-- Records provided start --

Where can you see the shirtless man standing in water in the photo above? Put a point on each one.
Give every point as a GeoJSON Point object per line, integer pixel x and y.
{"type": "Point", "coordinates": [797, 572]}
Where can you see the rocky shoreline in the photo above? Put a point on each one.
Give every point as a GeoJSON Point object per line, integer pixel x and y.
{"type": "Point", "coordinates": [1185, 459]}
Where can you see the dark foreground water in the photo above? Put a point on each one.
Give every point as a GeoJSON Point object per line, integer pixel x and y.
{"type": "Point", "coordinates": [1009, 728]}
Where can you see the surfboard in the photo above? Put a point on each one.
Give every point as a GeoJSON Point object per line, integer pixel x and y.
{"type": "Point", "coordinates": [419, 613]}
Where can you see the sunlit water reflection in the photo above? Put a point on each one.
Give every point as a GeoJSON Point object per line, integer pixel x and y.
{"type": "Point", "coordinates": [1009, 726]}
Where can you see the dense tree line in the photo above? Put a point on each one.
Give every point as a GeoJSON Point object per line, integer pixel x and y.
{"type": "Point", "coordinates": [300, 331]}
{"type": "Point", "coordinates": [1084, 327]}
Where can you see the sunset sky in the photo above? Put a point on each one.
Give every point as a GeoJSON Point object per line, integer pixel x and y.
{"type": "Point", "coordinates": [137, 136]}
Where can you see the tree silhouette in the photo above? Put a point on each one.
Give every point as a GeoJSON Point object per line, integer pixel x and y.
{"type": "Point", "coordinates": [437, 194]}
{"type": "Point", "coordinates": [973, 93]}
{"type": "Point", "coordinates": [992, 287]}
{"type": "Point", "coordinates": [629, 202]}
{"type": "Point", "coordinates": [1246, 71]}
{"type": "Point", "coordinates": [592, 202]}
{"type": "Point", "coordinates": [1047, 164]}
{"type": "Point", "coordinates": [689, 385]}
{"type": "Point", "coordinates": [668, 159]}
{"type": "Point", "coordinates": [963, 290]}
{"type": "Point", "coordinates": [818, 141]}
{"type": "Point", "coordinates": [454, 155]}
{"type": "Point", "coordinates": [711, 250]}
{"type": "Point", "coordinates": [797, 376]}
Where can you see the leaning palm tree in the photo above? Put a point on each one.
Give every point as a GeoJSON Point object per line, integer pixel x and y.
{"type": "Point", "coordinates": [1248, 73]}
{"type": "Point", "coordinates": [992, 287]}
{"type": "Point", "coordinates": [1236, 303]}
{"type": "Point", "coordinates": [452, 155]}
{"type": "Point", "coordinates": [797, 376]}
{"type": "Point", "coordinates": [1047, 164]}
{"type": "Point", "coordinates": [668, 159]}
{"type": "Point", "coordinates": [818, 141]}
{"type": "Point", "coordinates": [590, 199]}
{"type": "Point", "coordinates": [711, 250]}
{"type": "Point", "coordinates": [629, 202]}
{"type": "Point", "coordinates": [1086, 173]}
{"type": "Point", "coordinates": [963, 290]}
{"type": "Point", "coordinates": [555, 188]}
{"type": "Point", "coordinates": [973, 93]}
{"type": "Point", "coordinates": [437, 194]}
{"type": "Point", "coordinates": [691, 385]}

-- Records provided end --

**Goal:** Transcribe the data. Leave every line exactly as it is.

**Solution for this task:**
Where can you see the shirtless man standing in water in the photo above? Put a point on each one.
Give every point as a GeoJSON Point object per line, integer pixel x and y.
{"type": "Point", "coordinates": [797, 572]}
Where can you see the rocky shoreline in the photo above? Put a point on each one.
Give every point as a GeoJSON Point object per line, integer pixel x and y.
{"type": "Point", "coordinates": [1185, 459]}
Where can you see the dark foreground water in the photo above? Put a point on each one.
Give every point as a GeoJSON Point object per line, integer pixel x and y.
{"type": "Point", "coordinates": [1009, 728]}
Where can you see the surfboard in the photo above? Put a point on each one.
Give every point as a GeoJSON Point object per line, integer pixel x and y.
{"type": "Point", "coordinates": [419, 613]}
Where can you see the sunlit water reflection in the photo above? Put a point on each one.
Give every point as a GeoJSON Point object per line, integer pixel x and y.
{"type": "Point", "coordinates": [1009, 726]}
Where can you see the dense tree line in the photo above? Put a point on each one.
Give every point as a GeoJSON Point object per line, integer pixel x and y.
{"type": "Point", "coordinates": [300, 331]}
{"type": "Point", "coordinates": [1084, 327]}
Where can you see the sunset sky in the photo above? Put a point on each one.
Give every point as a GeoJSON Point object per line, integer pixel x and y.
{"type": "Point", "coordinates": [137, 136]}
Where can you see the tree silhouette in the photo above? Put a point on each one.
Give every point as a GeoJSON Point object per line, integer pixel x and y.
{"type": "Point", "coordinates": [437, 194]}
{"type": "Point", "coordinates": [973, 93]}
{"type": "Point", "coordinates": [992, 287]}
{"type": "Point", "coordinates": [629, 202]}
{"type": "Point", "coordinates": [1246, 71]}
{"type": "Point", "coordinates": [592, 202]}
{"type": "Point", "coordinates": [1047, 164]}
{"type": "Point", "coordinates": [689, 385]}
{"type": "Point", "coordinates": [668, 159]}
{"type": "Point", "coordinates": [963, 290]}
{"type": "Point", "coordinates": [818, 141]}
{"type": "Point", "coordinates": [454, 155]}
{"type": "Point", "coordinates": [711, 250]}
{"type": "Point", "coordinates": [797, 376]}
Where can you see the leaning palm tree in the photo above? Put a point on each one.
Give every point as a GeoJSON Point object per line, integer pixel x and y.
{"type": "Point", "coordinates": [1248, 73]}
{"type": "Point", "coordinates": [992, 287]}
{"type": "Point", "coordinates": [1236, 303]}
{"type": "Point", "coordinates": [452, 155]}
{"type": "Point", "coordinates": [797, 376]}
{"type": "Point", "coordinates": [1047, 164]}
{"type": "Point", "coordinates": [668, 159]}
{"type": "Point", "coordinates": [818, 141]}
{"type": "Point", "coordinates": [590, 199]}
{"type": "Point", "coordinates": [711, 250]}
{"type": "Point", "coordinates": [629, 202]}
{"type": "Point", "coordinates": [1086, 173]}
{"type": "Point", "coordinates": [963, 290]}
{"type": "Point", "coordinates": [555, 188]}
{"type": "Point", "coordinates": [973, 93]}
{"type": "Point", "coordinates": [437, 194]}
{"type": "Point", "coordinates": [691, 385]}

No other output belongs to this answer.